### AIM OF THE EXERCISE
Copy the passage of the CarMax earnings preview that begins at the words "Part 1: Earnings" and stops after "and vehicle quality.", substituting "dealerships" for every "superstores".

CarMax's Turnaround Thesis Collides With Reality This Week, But Which One Survives Remains Unclear
CarMax, Inc. (NYSE: KMX) reports fiscal Q1 2027 earnings tomorrow morning, June 17, before the market open. With analysts expecting $0.94 per share—down sharply from $1.38 a year ago—the question is whether the nation's largest used-car retailer can stabilize margins and unit sales amid a challenging consumer backdrop. The stock has rallied nearly 24% over the past three months, setting up a high-stakes test of whether operational improvements can offset weaker year-over-year comparisons.
Part 1: Earnings Preview
CarMax operates the largest chain of used-car superstores in the United States, selling both retail and wholesale vehicles while offering financing, extended warranties, and appraisal services. The company's omnichannel model allows customers to shop online or in-store, with a focus on transparent pricing and vehicle quality.

### DATA EXTRACT
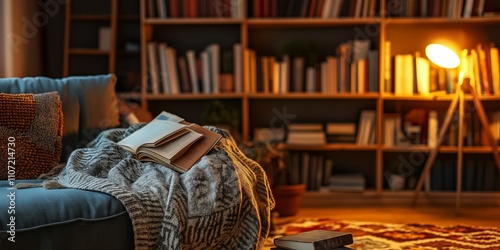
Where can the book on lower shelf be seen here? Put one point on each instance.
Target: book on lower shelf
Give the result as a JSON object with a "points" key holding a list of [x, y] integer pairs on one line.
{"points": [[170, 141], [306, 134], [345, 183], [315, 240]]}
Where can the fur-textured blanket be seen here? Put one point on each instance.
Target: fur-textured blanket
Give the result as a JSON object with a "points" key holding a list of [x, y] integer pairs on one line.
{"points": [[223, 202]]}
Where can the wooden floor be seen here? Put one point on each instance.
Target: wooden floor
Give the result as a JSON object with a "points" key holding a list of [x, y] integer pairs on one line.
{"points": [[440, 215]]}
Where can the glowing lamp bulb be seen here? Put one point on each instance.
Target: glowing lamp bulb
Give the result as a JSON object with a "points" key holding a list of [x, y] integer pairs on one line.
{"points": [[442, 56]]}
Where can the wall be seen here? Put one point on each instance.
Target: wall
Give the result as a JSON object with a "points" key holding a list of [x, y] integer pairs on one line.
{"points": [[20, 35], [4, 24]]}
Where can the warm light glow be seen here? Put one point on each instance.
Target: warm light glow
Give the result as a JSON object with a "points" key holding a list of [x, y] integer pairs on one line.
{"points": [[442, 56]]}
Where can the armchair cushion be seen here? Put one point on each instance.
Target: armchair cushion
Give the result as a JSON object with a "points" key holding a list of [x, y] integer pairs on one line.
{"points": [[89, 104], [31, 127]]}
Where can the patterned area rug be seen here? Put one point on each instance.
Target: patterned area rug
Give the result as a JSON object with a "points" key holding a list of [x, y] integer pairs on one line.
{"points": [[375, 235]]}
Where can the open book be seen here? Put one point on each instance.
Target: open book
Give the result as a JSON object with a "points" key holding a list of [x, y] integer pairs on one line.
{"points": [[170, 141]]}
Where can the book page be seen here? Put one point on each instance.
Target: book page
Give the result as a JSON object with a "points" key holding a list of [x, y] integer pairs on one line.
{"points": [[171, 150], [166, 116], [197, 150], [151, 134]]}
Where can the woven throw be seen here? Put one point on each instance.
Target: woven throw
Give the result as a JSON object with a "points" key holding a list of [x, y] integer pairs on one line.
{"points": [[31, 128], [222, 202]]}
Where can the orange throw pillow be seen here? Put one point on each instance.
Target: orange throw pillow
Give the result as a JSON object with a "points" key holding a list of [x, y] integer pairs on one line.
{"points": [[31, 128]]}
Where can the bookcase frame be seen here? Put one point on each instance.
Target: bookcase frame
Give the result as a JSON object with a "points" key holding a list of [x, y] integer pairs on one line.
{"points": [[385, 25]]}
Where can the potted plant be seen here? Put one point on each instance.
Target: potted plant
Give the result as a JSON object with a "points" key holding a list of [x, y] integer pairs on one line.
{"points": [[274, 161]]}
...
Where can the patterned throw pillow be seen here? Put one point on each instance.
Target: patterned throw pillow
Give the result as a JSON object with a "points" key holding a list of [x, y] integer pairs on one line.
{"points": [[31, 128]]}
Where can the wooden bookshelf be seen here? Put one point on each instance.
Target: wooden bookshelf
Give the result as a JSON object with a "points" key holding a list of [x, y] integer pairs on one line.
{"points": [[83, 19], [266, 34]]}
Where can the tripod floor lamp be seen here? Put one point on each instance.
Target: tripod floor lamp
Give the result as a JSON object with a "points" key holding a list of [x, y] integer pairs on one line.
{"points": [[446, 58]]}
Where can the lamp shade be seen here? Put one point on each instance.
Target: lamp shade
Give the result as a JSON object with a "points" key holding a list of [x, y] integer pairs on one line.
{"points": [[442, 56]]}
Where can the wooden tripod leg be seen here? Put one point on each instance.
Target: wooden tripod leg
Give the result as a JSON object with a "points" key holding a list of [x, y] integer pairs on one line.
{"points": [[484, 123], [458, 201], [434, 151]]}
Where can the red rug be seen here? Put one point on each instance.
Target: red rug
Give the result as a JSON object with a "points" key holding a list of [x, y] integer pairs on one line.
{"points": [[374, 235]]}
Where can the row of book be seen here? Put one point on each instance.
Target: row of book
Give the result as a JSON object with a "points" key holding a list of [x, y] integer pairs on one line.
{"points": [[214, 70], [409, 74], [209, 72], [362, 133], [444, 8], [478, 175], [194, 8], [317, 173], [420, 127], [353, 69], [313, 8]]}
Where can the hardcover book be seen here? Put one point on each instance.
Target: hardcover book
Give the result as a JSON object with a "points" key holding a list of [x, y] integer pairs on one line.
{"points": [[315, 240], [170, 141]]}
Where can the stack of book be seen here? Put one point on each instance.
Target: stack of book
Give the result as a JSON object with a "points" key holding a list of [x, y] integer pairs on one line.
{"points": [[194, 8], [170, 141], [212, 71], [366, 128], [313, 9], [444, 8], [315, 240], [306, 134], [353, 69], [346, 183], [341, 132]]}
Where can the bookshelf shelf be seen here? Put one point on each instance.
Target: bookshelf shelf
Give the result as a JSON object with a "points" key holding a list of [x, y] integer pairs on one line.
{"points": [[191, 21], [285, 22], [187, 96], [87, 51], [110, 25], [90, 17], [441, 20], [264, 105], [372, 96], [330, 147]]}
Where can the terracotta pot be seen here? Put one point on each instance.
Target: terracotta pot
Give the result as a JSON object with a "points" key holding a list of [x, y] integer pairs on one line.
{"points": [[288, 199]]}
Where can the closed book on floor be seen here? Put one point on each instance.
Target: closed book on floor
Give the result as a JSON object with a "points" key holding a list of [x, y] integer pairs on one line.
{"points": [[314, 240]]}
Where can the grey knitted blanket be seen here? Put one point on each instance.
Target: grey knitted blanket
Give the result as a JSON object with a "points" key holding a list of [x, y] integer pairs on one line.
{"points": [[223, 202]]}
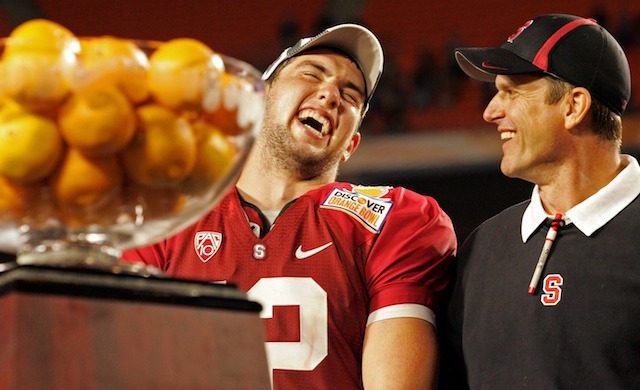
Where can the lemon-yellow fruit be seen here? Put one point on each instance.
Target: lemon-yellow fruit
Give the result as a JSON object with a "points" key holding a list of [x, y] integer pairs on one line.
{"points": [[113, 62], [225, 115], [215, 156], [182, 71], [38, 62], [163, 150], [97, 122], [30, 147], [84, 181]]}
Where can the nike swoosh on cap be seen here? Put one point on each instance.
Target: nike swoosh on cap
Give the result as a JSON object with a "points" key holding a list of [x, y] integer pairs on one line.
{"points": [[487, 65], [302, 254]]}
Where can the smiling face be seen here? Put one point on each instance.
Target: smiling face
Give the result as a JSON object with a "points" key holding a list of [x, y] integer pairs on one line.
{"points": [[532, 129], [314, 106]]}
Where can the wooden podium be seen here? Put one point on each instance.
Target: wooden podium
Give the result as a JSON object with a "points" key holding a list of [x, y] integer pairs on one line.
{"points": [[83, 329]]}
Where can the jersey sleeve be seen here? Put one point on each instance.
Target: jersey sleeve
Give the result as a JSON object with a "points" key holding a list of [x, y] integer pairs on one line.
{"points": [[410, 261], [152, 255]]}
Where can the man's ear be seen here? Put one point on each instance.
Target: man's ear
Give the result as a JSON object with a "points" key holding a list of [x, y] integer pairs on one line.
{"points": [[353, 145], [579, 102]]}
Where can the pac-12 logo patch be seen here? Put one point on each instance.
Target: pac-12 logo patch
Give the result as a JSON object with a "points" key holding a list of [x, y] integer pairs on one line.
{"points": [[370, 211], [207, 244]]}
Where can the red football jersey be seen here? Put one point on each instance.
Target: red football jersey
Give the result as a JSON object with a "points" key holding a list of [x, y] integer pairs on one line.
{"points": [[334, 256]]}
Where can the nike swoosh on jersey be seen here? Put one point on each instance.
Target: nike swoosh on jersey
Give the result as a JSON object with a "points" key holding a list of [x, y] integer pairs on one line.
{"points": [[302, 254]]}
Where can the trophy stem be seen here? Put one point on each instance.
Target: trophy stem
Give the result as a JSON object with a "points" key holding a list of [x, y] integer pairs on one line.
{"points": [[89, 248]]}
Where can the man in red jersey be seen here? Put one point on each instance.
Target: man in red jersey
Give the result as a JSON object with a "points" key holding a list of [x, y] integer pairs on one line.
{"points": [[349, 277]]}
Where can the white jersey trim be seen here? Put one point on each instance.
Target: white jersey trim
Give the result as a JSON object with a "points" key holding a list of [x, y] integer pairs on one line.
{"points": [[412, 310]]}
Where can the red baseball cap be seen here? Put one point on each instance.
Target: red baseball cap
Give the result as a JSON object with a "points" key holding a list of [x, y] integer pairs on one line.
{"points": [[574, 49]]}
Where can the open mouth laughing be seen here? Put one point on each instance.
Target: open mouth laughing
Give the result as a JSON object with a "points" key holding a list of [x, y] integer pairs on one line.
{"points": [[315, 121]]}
* * *
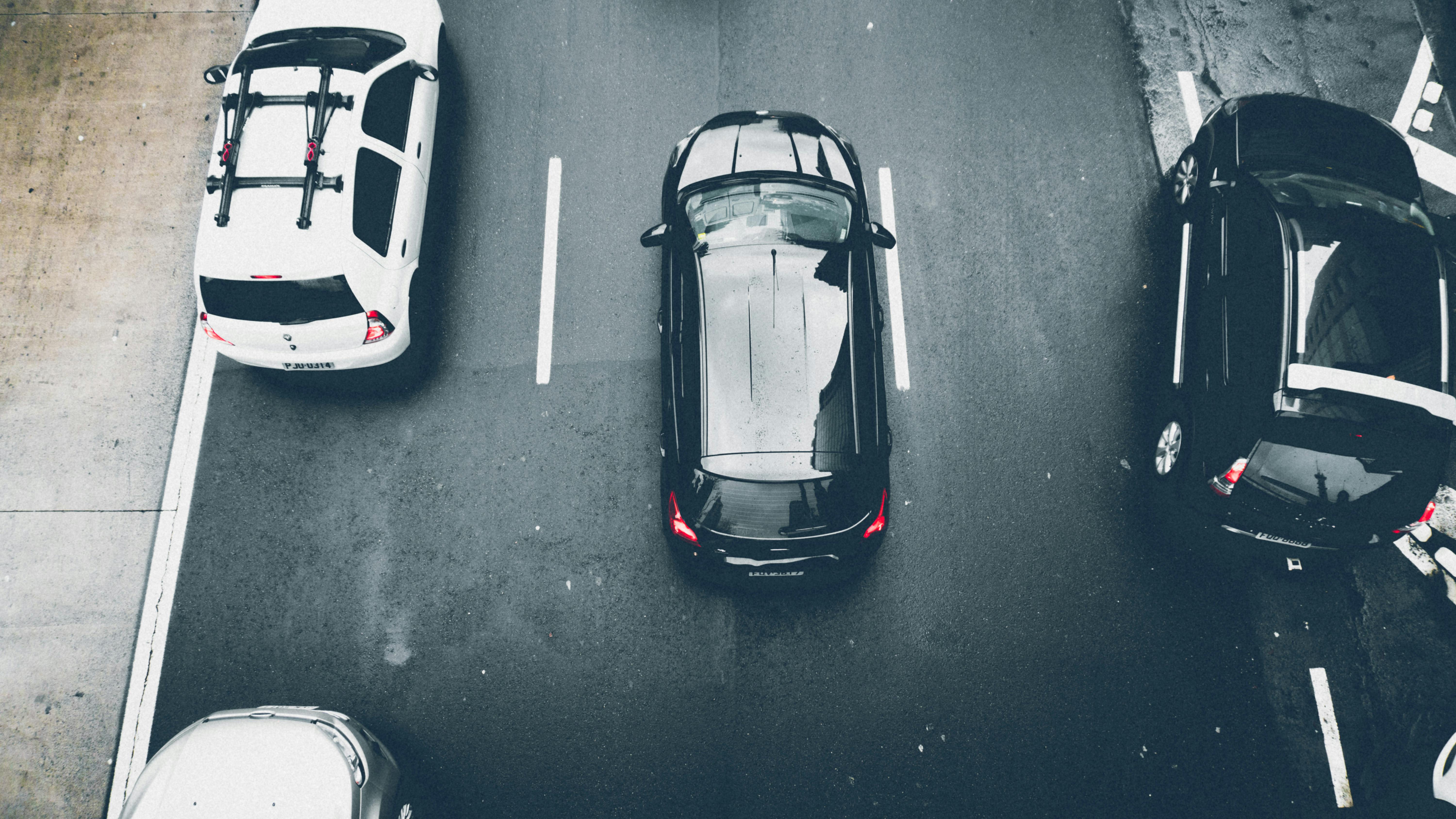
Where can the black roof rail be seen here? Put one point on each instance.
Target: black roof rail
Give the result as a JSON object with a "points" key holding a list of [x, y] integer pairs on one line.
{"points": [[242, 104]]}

### SOLUTION BELOW
Part 1: Earnings Preview
CarMax operates the largest chain of used-car dealerships in the United States, selling both retail and wholesale vehicles while offering financing, extended warranties, and appraisal services. The company's omnichannel model allows customers to shop online or in-store, with a focus on transparent pricing and vehicle quality.